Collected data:
==================================================

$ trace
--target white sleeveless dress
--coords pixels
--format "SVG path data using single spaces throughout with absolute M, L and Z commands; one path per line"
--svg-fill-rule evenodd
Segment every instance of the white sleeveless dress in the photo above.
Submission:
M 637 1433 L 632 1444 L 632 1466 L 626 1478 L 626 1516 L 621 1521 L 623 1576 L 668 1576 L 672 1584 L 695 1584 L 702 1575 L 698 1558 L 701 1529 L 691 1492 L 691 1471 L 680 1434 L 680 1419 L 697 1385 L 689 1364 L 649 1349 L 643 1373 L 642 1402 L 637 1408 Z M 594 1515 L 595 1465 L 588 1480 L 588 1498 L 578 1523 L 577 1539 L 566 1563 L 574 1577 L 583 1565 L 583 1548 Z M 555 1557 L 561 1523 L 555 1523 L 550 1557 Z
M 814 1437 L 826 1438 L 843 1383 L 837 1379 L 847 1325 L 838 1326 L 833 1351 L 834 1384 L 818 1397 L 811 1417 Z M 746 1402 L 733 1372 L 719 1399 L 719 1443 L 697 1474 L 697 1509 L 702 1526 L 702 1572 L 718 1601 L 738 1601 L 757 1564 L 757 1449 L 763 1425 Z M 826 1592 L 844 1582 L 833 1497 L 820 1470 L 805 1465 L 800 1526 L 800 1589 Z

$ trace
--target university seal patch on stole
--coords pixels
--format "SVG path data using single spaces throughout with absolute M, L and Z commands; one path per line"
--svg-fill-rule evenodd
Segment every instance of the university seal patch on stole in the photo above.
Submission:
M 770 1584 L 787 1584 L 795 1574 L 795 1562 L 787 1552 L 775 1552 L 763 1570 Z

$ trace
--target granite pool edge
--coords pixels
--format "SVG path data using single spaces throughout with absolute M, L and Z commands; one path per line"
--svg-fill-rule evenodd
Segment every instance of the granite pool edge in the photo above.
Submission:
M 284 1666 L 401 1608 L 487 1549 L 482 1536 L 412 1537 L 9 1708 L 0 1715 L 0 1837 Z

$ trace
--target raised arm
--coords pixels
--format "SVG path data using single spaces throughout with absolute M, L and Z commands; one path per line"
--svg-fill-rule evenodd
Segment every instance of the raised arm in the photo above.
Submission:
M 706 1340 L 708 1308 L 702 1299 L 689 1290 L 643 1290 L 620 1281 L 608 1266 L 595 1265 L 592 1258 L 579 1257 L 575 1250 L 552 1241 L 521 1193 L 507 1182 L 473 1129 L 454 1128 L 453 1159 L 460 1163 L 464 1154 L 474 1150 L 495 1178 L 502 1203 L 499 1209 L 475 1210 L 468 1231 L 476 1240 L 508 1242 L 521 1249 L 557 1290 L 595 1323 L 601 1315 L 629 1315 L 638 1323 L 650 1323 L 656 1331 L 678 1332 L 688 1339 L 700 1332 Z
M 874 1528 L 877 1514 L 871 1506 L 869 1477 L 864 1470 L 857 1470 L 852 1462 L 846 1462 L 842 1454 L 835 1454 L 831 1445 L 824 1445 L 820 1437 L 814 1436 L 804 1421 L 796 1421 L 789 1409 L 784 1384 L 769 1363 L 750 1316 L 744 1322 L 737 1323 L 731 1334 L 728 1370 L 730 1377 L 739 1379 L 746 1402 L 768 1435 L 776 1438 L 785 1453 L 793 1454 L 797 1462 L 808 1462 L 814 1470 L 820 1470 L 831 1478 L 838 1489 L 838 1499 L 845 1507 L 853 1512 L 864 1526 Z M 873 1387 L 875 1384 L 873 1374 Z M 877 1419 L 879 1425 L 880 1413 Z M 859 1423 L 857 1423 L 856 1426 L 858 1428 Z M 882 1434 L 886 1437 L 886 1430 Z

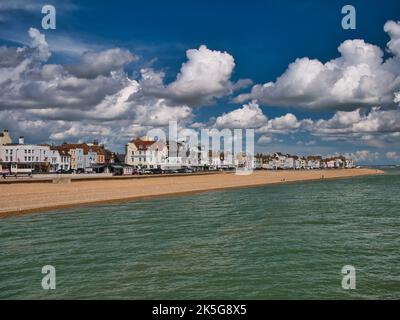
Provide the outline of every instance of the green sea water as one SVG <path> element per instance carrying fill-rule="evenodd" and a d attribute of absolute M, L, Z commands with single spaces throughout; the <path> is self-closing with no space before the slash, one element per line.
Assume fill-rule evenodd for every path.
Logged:
<path fill-rule="evenodd" d="M 399 299 L 399 191 L 388 169 L 3 218 L 0 298 Z"/>

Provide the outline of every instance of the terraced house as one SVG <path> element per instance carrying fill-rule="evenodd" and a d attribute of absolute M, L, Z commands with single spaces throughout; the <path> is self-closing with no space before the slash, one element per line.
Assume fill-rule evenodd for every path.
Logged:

==================================================

**Exercise:** Return a copy of each line in the entries that contains "Segment".

**Answer to the exercise:**
Segment every instance of the white sleeveless dress in the photo above.
Segment every instance of the university seal patch on stole in the photo above.
Segment every instance of the granite pool edge in the photo above.
Segment every instance of the raised arm in the photo above.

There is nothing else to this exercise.